Ainda inconformados, os réus interpuseram recurso de revista para o Supremo Tribunal de Justiça (STJ), resumindo a revista a uma
única questão: a de saber se a alínea e) do nº2 do artigo 5º do Decreto-Lei nº
321-B/90, de 15 de Outubro, se aplica a todos os arrendamentos nela previstos que tenham sido celebrados antes da entrada em vigor do referido diploma.
2. - O STJ, por acórdão de 6 de Julho de 2000, decidiu negar a revista, confirmando o acórdão recorrido.
Analisando a questão, o STJ começa por afirmar que a norma agora questionada não fazia parte do elenco das excepções elencadas no nº2 do artigo 1083º do Código Civil (CC), o que podia indiciar tratar-se de uma norma inovadora. Porém, analisada a sua eventual natureza interpretativa, o STJ conclui que, a ser a lei nova interpretativa, ela não seria substancialmente retroactiva pelo que não violaria qualquer expectativa legitimamente fundada dos recorrentes.
Mas, o STJ entende que a norma em causa é inovadora, o que, todavia, não obsta à sua aplicação imediata.
Escreve-se no acórdão do STJ:
'Com efeito, na lição do Prof. Pereira Coelho, 'a nova lei que concedeu ao senhorio um tal direito de denúncia dispõe directamente sobre o conteúdo da relação locativa independentemente do contrato em que a mesma relação se originou (artº 12º, nº2, 2ª parte do CCV)'.

Excertos de dados de regiões etiquetadas:
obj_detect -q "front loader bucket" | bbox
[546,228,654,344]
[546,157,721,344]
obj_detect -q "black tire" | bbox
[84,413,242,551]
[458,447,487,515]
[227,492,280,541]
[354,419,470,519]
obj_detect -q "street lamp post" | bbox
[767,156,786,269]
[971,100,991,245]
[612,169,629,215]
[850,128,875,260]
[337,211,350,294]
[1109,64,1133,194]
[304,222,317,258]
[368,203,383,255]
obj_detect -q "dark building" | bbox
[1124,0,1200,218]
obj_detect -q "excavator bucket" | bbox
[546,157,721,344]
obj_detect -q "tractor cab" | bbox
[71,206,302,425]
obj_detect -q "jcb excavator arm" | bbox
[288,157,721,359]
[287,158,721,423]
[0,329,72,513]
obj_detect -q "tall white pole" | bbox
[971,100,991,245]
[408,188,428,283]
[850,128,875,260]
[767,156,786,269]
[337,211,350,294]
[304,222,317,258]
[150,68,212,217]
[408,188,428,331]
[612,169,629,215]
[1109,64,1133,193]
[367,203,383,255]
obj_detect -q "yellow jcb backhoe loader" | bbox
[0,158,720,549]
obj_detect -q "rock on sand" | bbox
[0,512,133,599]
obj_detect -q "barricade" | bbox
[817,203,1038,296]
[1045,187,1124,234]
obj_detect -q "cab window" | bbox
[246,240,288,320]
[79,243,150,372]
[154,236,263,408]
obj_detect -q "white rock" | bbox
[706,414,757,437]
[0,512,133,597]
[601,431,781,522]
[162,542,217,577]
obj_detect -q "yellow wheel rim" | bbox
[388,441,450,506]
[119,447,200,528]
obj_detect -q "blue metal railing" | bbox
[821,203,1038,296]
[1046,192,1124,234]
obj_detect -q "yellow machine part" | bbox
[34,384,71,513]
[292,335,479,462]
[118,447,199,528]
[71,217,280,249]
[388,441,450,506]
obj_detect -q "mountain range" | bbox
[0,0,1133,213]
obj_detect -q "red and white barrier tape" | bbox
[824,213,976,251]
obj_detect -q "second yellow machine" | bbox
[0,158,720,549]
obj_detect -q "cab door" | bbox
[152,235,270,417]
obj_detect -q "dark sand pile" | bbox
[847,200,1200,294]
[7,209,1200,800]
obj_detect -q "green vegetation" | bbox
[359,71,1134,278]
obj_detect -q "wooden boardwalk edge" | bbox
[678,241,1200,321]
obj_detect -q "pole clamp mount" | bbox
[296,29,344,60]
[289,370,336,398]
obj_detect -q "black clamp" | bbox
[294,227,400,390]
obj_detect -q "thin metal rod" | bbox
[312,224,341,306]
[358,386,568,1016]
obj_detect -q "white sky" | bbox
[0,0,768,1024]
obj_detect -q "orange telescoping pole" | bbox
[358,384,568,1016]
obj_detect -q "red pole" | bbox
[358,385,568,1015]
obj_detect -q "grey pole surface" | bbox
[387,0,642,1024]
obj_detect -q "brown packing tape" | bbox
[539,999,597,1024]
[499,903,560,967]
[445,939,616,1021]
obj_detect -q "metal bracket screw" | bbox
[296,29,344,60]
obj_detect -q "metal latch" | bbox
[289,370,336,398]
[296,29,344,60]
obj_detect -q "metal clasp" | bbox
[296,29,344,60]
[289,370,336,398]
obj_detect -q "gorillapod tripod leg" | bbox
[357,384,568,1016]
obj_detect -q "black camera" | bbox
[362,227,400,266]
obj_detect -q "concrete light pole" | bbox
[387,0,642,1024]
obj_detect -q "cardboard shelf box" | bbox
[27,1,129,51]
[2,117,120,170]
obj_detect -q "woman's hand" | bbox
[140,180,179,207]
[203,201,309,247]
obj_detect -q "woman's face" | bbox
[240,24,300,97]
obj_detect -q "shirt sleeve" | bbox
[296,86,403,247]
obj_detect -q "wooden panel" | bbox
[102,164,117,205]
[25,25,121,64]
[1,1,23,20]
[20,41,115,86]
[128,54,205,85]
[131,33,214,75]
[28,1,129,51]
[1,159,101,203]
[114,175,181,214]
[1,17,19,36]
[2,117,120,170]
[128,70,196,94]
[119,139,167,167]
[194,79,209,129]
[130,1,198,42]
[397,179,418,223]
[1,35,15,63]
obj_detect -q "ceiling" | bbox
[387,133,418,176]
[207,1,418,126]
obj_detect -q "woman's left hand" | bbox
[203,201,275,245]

Lista de tarefas:
1 - Apresente o trecho do excerto sobre o recurso de revista, de "Ainda inconformados, os" a "o acórdão recorrido.".
2 - Indique todos os artigos de lei citados no excerto sobre o recurso de revista, cada um com o diploma a que pertence.

Respostas por ordem:
1 -
Ainda inconformados, os réus interpuseram recurso de revista para o Supremo Tribunal de Justiça (STJ), resumindo a revista a uma
única questão: a de saber se a alínea e) do nº2 do artigo 5º do Decreto-Lei nº
321-B/90, de 15 de Outubro, se aplica a todos os arrendamentos nela previstos que tenham sido celebrados antes da entrada em vigor do referido diploma.
2. - O STJ, por acórdão de 6 de Julho de 2000, decidiu negar a revista, confirmando o acórdão recorrido.

2 -
- artigo 5º do Decreto-Lei nº 321-B/90
- artigo 1083º do Código Civil
- artº 12º do CCV